═══ TEXT PROVIDED ═══

Antibiotics may plump up cows, pigs, chickens, mice and humans alike, new research suggests.
For decades, low doses of antibiotics have been given to livestock to make the animals grow and bulk up faster, but no one really knew how the drugs promoted growth. Now, researchers led by microbiologist Martin Blaser at the New York University School of Medicine report online August 22 in Nature that antibiotics alter the mix of bacteria in the intestines of mice and cause the rodents to build up more fat than normal.
In a separate study, published online August 21 in the International Journal of Obesity, Blaser’s group found a link between antibiotic use in babies younger than 6 months old and being overweight at age 3. Together, the studies suggest that medications that alter the mix of friendly bacteria in the gut may have lasting effects on body weight.
Mice served as stand-ins for harder-to-study cows and other livestock animals in the Nature study. Genetically identical mice were divided into groups and given low doses of antibiotics in drinking water for seven weeks after weaning. One group of mice received no antibiotics. The mice all weighed roughly the same at the end of the experiment, but those that drank antibiotic cocktails had more body fat than mice that didn’t get the drugs.
Although antibiotics are meant to kill bacteria, the researchers found that the total number of bacteria in the mice’s guts didn’t change. But the mix of the microbes did. Mice on antibiotics had more of a type of bacteria called Firmicutes and fewer Bacteroidetes bacteria than did mice in the no-antibiotics group. That shift in the composition of gut bacteria is similar to the mix of microbes previously found in obese people, says study coauthor Ilseung Cho, a gastroenterologist at NYU.
Gut microbes in antibiotic-ingesting mice produced more short-chain fatty acids, a type of fat that cells use for energy. “Essentially you’re getting more fuel from the same amount of starting material,” Cho says.
While the study may help explain how chronic exposure to antibiotics boosts growth in animals, it doesn’t necessarily mean that the medicines’ use for short stints in people can be blamed for weight gain.

═══ DATA ═══

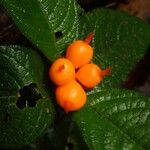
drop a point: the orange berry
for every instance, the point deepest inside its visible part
(62, 71)
(80, 52)
(90, 75)
(70, 96)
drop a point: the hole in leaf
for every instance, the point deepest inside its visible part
(28, 96)
(58, 34)
(6, 117)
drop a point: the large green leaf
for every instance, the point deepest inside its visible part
(119, 41)
(115, 118)
(25, 106)
(37, 18)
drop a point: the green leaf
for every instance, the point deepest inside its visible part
(116, 119)
(25, 106)
(119, 41)
(37, 18)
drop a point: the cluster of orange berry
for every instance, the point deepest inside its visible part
(74, 73)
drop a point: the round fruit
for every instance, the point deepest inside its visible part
(62, 71)
(90, 75)
(71, 96)
(80, 52)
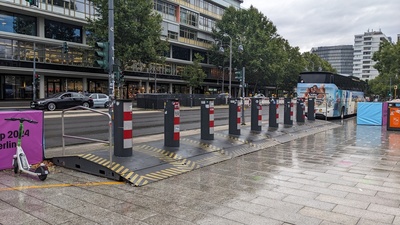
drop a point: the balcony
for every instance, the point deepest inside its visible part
(197, 8)
(194, 42)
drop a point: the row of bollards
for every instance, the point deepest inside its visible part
(123, 120)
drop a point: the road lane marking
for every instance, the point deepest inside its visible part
(62, 185)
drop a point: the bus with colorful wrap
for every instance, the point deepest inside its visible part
(335, 95)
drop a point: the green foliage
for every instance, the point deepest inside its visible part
(268, 58)
(315, 63)
(194, 74)
(388, 65)
(137, 30)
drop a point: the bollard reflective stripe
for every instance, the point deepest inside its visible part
(291, 111)
(176, 121)
(127, 125)
(211, 117)
(239, 114)
(277, 113)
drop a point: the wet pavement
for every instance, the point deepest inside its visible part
(346, 175)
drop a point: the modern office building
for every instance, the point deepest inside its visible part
(340, 57)
(364, 47)
(33, 36)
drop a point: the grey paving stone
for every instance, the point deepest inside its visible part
(352, 189)
(384, 209)
(309, 202)
(276, 204)
(343, 201)
(290, 217)
(361, 213)
(251, 219)
(374, 199)
(329, 216)
(326, 191)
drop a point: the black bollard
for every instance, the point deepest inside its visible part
(234, 116)
(311, 109)
(171, 123)
(207, 119)
(273, 112)
(256, 114)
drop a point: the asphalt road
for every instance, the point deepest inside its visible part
(90, 125)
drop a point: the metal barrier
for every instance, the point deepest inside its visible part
(109, 142)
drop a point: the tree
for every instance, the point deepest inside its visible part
(262, 46)
(194, 74)
(388, 65)
(312, 62)
(137, 31)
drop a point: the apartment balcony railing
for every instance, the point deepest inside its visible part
(194, 42)
(197, 8)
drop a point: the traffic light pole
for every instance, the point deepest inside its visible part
(111, 61)
(34, 72)
(243, 95)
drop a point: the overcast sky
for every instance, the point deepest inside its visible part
(315, 23)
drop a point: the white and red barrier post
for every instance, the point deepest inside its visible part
(123, 135)
(172, 123)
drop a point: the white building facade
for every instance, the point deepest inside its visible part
(365, 45)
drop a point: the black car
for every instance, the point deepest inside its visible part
(62, 101)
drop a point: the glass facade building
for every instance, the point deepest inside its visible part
(340, 57)
(365, 45)
(35, 35)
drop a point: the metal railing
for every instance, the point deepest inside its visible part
(109, 142)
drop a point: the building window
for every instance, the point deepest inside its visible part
(172, 35)
(189, 18)
(186, 33)
(164, 7)
(16, 23)
(180, 53)
(63, 31)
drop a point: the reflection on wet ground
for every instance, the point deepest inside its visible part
(347, 175)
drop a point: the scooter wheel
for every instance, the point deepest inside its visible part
(42, 171)
(15, 166)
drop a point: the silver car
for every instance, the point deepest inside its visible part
(100, 100)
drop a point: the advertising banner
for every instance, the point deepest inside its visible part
(32, 139)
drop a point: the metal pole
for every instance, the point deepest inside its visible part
(390, 88)
(223, 76)
(111, 90)
(243, 95)
(230, 65)
(34, 72)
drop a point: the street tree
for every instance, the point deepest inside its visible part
(137, 30)
(312, 62)
(261, 54)
(194, 74)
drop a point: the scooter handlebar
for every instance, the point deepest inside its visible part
(21, 120)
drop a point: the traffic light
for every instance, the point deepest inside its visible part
(32, 3)
(239, 75)
(65, 47)
(37, 78)
(118, 75)
(102, 54)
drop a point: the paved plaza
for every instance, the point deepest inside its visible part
(349, 174)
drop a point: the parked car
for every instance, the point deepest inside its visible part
(223, 96)
(62, 101)
(100, 100)
(259, 96)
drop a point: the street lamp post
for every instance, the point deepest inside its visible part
(230, 63)
(34, 72)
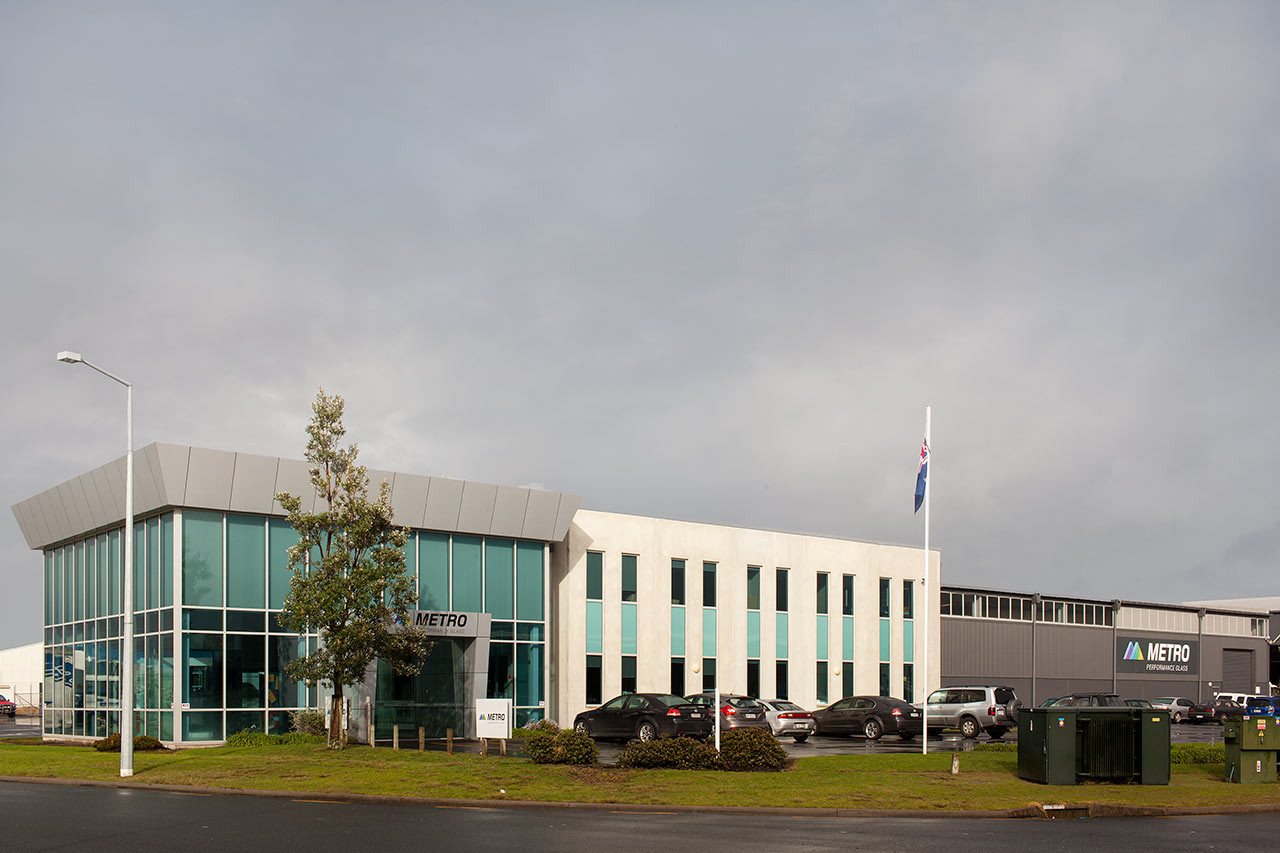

═══

*REQUIRED ACTION 1*
Print everything in the article on antibiotics and body weight from "In a separate" down to "on body weight.".
*REQUIRED ACTION 2*
Answer these questions about the article on antibiotics and body weight.
(a) For how long did the mice in the Nature study receive low doses of antibiotics?
(b) In which journal was the study on antibiotic use in babies published?
(c) Which type of gut bacteria was more plentiful in mice given antibiotics?
*REQUIRED ACTION 3*
Go on with the article on antibiotics and body weight, starting after its last sentence.
The records that come after the article are drawn from a different source.

*ANSWER 1*
In a separate study, published online August 21 in the International Journal of Obesity, Blaser’s group found a link between antibiotic use in babies younger than 6 months old and being overweight at age 3. Together, the studies suggest that medications that alter the mix of friendly bacteria in the gut may have lasting effects on body weight.

*ANSWER 2*
(a) Seven weeks after weaning.
(b) The International Journal of Obesity.
(c) Firmicutes.

*ANSWER 3*
“I think the work described in the Nature manuscript is provocative and intriguing, but I would not jump to conclusions about mechanisms and about the translatability of the work to children,” says David Relman, a microbiologist at Stanford University. “Short-term exposures in children do not necessarily cause effects at all like this.”
To determine how antibiotic use might affect people’s weight, NYU researchers examined medical records of more than 11,000 children born in Avon, England, between April 1991 and December 1992. By 6 months old, about a third of the children had received antibiotics. Those children had a 22 percent greater chance of being overweight at age 3 than did kids who didn’t take such medication early on. But by age 7 the lingering effect of antibiotics on body weight appeared to dissipate, says study coauthor Leonardo Trasande, a pediatrician and epidemiologist at NYU. Antibiotic use after the age of 6 months was not consistently linked to differences in children’s later weight.
Babies pick up microbes from their mothers during birth and nursing, and from the environment. Generally the bacterial mix in the gut is flexible during the first year of life, and there was no previous reason to expect that giving antibiotics early would have enduring consequences, says Amanda Thompson, a biological anthropologist at the University of North Carolina at Chapel Hill.
Although the researchers did not examine the gut microbes in the British children, the mouse study by the NYU group suggests that antibiotic use may contribute to toddlers’ weight gain by skewing the microbe mix in infancy, Thompson says. “There is a good arrow pointing toward the microbiome.”